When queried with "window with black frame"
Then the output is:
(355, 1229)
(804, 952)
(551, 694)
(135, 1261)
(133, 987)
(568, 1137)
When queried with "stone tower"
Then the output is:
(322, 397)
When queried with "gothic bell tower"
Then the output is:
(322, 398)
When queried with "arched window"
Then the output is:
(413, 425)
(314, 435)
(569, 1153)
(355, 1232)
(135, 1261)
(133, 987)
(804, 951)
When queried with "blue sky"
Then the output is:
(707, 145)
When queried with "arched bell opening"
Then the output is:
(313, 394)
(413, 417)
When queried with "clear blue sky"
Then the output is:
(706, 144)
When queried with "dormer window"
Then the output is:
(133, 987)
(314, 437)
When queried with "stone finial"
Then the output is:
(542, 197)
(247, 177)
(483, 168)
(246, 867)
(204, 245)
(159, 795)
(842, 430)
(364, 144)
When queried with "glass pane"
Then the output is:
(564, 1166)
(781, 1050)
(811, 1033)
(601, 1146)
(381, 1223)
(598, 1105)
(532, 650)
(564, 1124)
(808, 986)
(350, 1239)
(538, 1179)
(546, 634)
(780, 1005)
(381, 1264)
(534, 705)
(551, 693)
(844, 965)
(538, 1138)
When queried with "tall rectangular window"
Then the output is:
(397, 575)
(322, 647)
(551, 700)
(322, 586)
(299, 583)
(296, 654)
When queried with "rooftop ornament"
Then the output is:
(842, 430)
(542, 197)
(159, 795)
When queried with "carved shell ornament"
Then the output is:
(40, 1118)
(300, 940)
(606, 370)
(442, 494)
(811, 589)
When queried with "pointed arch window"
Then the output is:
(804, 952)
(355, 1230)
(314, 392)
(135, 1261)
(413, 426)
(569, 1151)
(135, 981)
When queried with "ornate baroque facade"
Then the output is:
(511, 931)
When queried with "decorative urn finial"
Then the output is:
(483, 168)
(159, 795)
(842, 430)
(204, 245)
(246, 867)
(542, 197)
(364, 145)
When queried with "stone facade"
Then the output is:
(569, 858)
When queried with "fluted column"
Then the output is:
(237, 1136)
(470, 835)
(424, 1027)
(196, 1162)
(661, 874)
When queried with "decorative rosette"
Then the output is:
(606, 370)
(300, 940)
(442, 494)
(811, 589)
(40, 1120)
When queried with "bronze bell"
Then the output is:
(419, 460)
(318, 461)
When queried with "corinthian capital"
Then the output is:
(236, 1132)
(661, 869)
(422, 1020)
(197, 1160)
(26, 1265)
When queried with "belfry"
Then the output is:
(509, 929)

==================================================

Task item: For the word "ornament", report how many lines of the records contain it; respond with the number only.

Written reply: 2